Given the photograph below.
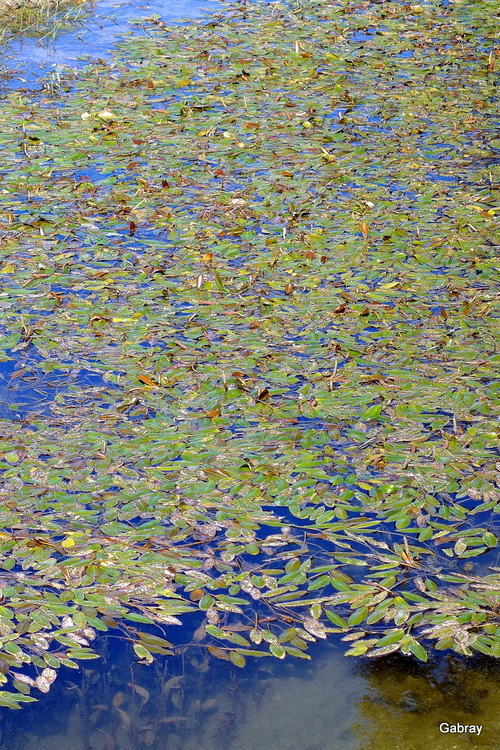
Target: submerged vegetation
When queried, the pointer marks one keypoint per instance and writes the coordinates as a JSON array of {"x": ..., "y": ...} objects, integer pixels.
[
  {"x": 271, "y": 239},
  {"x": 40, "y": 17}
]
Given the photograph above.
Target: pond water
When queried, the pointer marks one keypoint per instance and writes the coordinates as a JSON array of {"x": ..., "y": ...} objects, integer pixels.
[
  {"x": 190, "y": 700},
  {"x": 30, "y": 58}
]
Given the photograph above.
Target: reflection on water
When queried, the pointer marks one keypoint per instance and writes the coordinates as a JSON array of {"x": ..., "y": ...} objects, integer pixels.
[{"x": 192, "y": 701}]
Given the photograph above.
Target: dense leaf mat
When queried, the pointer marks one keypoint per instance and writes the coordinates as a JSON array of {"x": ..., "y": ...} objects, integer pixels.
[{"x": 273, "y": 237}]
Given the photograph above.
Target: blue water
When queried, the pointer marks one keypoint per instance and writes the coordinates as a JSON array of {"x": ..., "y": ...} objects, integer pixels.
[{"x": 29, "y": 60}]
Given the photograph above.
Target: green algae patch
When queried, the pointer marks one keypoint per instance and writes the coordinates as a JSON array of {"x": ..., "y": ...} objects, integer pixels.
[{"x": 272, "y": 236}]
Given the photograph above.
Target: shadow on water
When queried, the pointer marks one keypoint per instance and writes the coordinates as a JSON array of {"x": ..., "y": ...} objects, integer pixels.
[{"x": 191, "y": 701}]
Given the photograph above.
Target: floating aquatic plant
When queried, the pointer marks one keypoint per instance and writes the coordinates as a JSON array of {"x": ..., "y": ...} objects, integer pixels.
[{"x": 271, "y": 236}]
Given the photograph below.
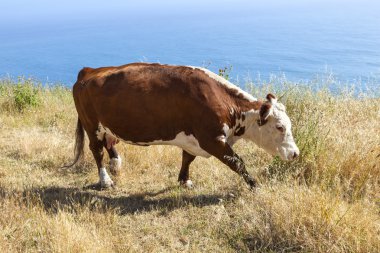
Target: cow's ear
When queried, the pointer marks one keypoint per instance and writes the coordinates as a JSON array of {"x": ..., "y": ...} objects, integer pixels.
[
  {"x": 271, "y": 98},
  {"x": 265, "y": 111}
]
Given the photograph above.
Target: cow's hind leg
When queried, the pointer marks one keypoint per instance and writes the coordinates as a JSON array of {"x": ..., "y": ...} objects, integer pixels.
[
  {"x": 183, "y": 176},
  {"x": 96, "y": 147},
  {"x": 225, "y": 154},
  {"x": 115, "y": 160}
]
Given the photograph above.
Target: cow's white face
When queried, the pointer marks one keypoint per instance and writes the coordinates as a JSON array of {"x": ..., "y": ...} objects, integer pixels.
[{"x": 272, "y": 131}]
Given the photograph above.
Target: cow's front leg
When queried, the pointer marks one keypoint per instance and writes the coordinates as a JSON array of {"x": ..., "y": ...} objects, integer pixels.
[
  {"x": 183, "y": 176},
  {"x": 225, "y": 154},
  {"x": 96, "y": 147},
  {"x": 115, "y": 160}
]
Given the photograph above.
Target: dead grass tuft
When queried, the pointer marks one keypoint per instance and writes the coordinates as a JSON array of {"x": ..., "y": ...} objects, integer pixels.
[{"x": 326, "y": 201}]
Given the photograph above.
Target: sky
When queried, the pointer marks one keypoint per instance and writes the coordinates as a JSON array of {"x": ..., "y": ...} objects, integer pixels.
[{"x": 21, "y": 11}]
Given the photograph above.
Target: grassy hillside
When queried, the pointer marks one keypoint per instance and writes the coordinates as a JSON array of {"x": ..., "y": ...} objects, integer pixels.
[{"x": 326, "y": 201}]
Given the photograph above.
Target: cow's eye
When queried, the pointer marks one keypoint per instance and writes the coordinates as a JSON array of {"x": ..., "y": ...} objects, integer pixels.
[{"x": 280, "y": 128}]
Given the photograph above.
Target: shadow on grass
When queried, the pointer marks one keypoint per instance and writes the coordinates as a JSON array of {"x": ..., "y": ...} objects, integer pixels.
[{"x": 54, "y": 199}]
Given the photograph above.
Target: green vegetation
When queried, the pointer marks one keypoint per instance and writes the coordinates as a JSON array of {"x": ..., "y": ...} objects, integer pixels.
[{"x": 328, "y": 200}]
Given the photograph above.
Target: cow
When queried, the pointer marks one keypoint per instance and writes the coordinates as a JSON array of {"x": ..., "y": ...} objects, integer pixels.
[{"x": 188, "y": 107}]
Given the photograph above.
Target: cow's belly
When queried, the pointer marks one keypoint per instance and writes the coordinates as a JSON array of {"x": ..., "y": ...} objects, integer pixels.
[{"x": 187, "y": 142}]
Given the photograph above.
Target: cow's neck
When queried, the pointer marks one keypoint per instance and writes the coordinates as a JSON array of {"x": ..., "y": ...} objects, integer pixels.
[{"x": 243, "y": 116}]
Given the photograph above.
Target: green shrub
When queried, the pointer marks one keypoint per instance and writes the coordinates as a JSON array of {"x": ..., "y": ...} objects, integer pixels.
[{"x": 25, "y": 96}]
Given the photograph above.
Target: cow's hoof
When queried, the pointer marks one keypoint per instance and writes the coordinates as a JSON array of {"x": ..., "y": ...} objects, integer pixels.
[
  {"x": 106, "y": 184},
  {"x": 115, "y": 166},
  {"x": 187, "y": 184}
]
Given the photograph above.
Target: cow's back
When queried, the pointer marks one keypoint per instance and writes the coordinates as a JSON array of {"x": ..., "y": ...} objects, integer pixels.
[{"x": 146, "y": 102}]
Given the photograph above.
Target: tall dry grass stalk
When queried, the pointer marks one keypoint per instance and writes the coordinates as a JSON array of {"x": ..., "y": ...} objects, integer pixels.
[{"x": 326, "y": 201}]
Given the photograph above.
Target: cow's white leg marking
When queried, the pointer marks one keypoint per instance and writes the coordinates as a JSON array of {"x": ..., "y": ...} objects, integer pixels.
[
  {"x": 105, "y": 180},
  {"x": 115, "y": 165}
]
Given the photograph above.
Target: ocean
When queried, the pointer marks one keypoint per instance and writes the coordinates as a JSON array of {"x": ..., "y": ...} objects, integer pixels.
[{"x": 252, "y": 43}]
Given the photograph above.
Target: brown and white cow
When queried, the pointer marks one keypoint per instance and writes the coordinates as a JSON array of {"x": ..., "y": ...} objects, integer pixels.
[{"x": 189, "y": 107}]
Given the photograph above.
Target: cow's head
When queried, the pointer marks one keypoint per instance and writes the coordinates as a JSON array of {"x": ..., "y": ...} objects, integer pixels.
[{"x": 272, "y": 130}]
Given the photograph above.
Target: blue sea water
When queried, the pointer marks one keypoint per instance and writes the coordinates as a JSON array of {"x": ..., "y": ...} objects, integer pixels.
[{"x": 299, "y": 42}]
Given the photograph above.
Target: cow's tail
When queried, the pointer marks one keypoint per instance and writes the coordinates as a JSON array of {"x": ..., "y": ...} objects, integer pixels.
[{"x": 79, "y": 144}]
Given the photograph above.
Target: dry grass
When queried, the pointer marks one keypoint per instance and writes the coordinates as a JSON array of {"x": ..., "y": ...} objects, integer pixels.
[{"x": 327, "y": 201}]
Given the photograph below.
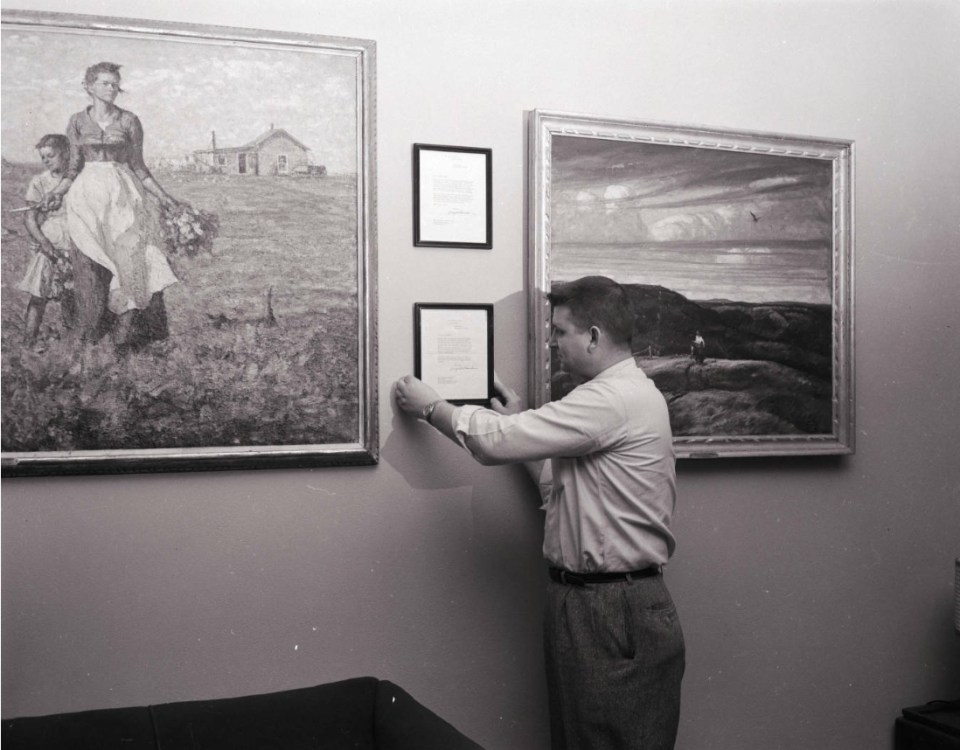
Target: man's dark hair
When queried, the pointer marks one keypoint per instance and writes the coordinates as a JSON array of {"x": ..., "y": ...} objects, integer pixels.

CHALLENGE:
Except for the pictures, copy the material above exactly.

EXERCISE SOLUTION:
Given the photograph below.
Target: submerged vegetation
When queried, the pointer marks one keypoint per instance and writes the coordinates as a JSON array of {"x": ..., "y": ...} objects, integer pixels.
[
  {"x": 271, "y": 239},
  {"x": 40, "y": 17}
]
Given the photograph above.
Target: pond water
When queried, the pointer marks one keypoint per instance and writes the coordinates as a JSON array of {"x": ..., "y": ...} objects, integer pixels.
[
  {"x": 190, "y": 700},
  {"x": 30, "y": 58}
]
Given the photograph above.
Target: reflection on water
When queried, the pointer marks one keypoint per instance and writes the coordinates as a JSON array of {"x": ..., "y": ...} objects, integer pixels.
[{"x": 192, "y": 701}]
Given the photograph above.
Target: dense leaf mat
When queried, the pointer marks one keypoint per instance and writes the coordinates as a JSON array of {"x": ..., "y": ...} objects, integer pixels.
[{"x": 273, "y": 237}]
Given the photograph above.
Target: blue water
When queried, the pointer marks one keypoint per instance and writes the coordinates as a JSON array of {"x": ..., "y": ...} objects, integer pixels.
[{"x": 29, "y": 60}]
Given the photograph above.
Target: green algae patch
When queried, the pointer marks one keypoint per instance and writes the coordinates as a JSON array of {"x": ..., "y": ...} objects, integer pixels.
[{"x": 272, "y": 236}]
Given the photograph above.
Target: shadow on water
When queried, the pointer marks one keypoint per instance and writes the coordinates as a JSON array of {"x": ..., "y": ...} objects, integer pixels.
[{"x": 191, "y": 701}]
Given the photograph above.
Target: floating aquatic plant
When queried, the pointer marks one keypoint per instance and writes the coordinates as a JSON array of {"x": ..., "y": ...} objects, integer pixels.
[{"x": 271, "y": 236}]
Given the photograph below.
Target: cow's ear
When queried, the pointer marks one keypoint per instance and writes the coordinates as a JSON array of {"x": ..., "y": ...} objects, integer pixels.
[
  {"x": 271, "y": 98},
  {"x": 265, "y": 111}
]
Given the photograph above.
Target: cow's hind leg
When queried, the pointer marks one keypoint per instance and writes the coordinates as a JSON array of {"x": ..., "y": ...} objects, integer pixels.
[
  {"x": 183, "y": 176},
  {"x": 96, "y": 147},
  {"x": 225, "y": 154},
  {"x": 115, "y": 160}
]
Given the photograph above.
Target: cow's white face
When queried, the pointer marks one keypoint per instance and writes the coordinates as a JSON array of {"x": ..., "y": ...} objects, integer pixels.
[{"x": 272, "y": 131}]
Given the photograph above.
Target: cow's front leg
When queried, the pointer marks one keypoint per instance and writes the coordinates as a JSON array of {"x": ..., "y": ...} objects, integer pixels.
[
  {"x": 183, "y": 176},
  {"x": 225, "y": 154},
  {"x": 96, "y": 147},
  {"x": 115, "y": 160}
]
Given the photograph above.
Target: dead grass tuft
When queried, the pointer marks one keypoint per instance and writes the coordinates as a JSON array of {"x": ..., "y": ...} objects, integer pixels.
[{"x": 326, "y": 201}]
Given the photograph above.
Target: sky
When queried, the pointer marks one keypoint per instance and writes the coordinates as a JSON array of {"x": ..., "y": ...} objects, integer pixels.
[{"x": 21, "y": 11}]
Given the photograph above.
Target: grassy hillside
When queried, the pointer marks one keypoint per instance and writes the coordinates as a JSON array of {"x": ..., "y": ...} objects, integer pixels.
[{"x": 326, "y": 201}]
Given the photograph above.
Target: cow's eye
When queried, the pointer marks one keypoint per instance and writes the coordinates as a JSON array of {"x": ..., "y": ...} objects, integer pixels.
[{"x": 280, "y": 128}]
Given the photograph above.
Target: shadow on grass
When queried, the pointer marks one keypoint per instance and writes the coordinates as a JSON array of {"x": ..., "y": ...} objects, integer pixels.
[{"x": 54, "y": 199}]
Given the photograph above.
Target: green vegetation
When queried, the pointer marks one keypoint per instance and writes the coordinates as a JSON array of {"x": ..., "y": ...} objects, integer pixels.
[{"x": 328, "y": 200}]
Given the photograph above.
Target: cow
When queried, the pointer marks one keypoint per instance and writes the coordinates as a JSON array of {"x": ..., "y": ...} objects, integer pixels.
[{"x": 188, "y": 107}]
Given the photograph above.
Target: cow's belly
When queried, the pointer marks one keypoint per instance and writes the coordinates as a JSON array of {"x": ..., "y": ...} objects, integer pixels.
[{"x": 187, "y": 142}]
Given the photograph above.
Target: cow's neck
When queried, the pointer marks one keypoint per instance and writes the coordinates as a JSON array of {"x": ..., "y": ...} objects, integer pixels.
[{"x": 243, "y": 116}]
Given the photograph above.
Target: green shrub
When queried, the pointer marks one keypoint per instance and writes the coordinates as a JSON array of {"x": ..., "y": ...} objects, integer pixels.
[{"x": 25, "y": 96}]
Given the photograph above.
Target: cow's hoof
When queried, the pointer marks one keypoint per instance and writes the coordinates as a JSON array of {"x": ..., "y": ...} objects, integer pixels.
[
  {"x": 106, "y": 184},
  {"x": 115, "y": 166},
  {"x": 187, "y": 184}
]
Given the photograph above.
Target: cow's back
When queried, the pointer marks one keypoint per instance and writes the coordinates as a JSON array of {"x": ..., "y": ...} objects, integer pixels.
[{"x": 146, "y": 102}]
Given the photograph above.
Target: tall dry grass stalk
When queried, the pointer marks one keypoint per instance and writes the coordinates as a JSON array of {"x": ..., "y": ...} objects, integer pixels.
[{"x": 326, "y": 201}]
Given the photograph above.
Target: cow's white leg marking
When queried, the pointer marks one keypoint per instance and writes the coordinates as a JSON array of {"x": ..., "y": ...} objects, integer pixels.
[
  {"x": 105, "y": 180},
  {"x": 115, "y": 165}
]
Given the photograph above.
Target: ocean
When queried, the pointer marks one keypoint per instance and writes the coordinates as a JSON array of {"x": ..., "y": ...} objects, integer pixels.
[{"x": 252, "y": 43}]
Given the photograph above.
Target: brown and white cow
When queried, the pointer marks one keypoint per instance and writes the coordinates as a JSON array of {"x": ..., "y": ...} objects, integer pixels.
[{"x": 189, "y": 107}]
Given the photograph above.
Target: cow's head
When queried, the pointer marks one keypoint per instance and writes the coordinates as a JSON array of {"x": ..., "y": ...} objects, integer pixels.
[{"x": 272, "y": 130}]
Given the photograph above.
Target: blue sea water
When queried, the pointer marks one keypoint per instance and writes the coordinates as a JSON array of {"x": ..., "y": ...} objects, integer pixels.
[{"x": 299, "y": 42}]
Given the photograph above.
Target: cow's tail
When queried, the pointer marks one keypoint per instance and writes the coordinates as a JSON array of {"x": ..., "y": ...} objects, integer pixels.
[{"x": 79, "y": 144}]
Given the photograph above.
Target: dry grass
When queried, the pointer marks one keypoint per instance and writes the coordinates as a JSON array of {"x": ..., "y": ...} objects, integer pixels.
[{"x": 327, "y": 201}]
Given the photograph below.
Target: man's dark hair
When queried, the pointer marks one keypoint per instance and writes the coordinates as a JSON array of {"x": ..., "y": ...} objects, integer pixels.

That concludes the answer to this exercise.